→ Text
____________________
5 Phenology algorithms
The example above, illustrating Hopkin’s law and the explicit temperature sensitivity of vegetation phenology to temperature, shows the importance of monitoring these changes within the context of climate change. In the previous example, we have used an operational land surface vegetation phenology data product.
Many products exist, depending on the remote sensing platform or data used, and cover a wide range of spatial scales. For example, the HR-VPP product allows for continuous vegetation monitoring using 10 m resolution Sentinel-2 data, while the previous example relies on 500 m resolution MODIS data. While MODIS provides a landscape-wide measure of vegetation phenology, the spatial scale of Sentinel-2 and its near real time data availability (low latency) allows for fine-grained assessments of crop growth.
____________________
→ What to do
In the text on phenology algorithms, what spatial resolution is given for the Sentinel-2 data used by the HR-VPP product?

→ Source excerpt
____________________
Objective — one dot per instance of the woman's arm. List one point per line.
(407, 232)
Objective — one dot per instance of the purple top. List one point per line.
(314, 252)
____________________
→ Exercise result
10 m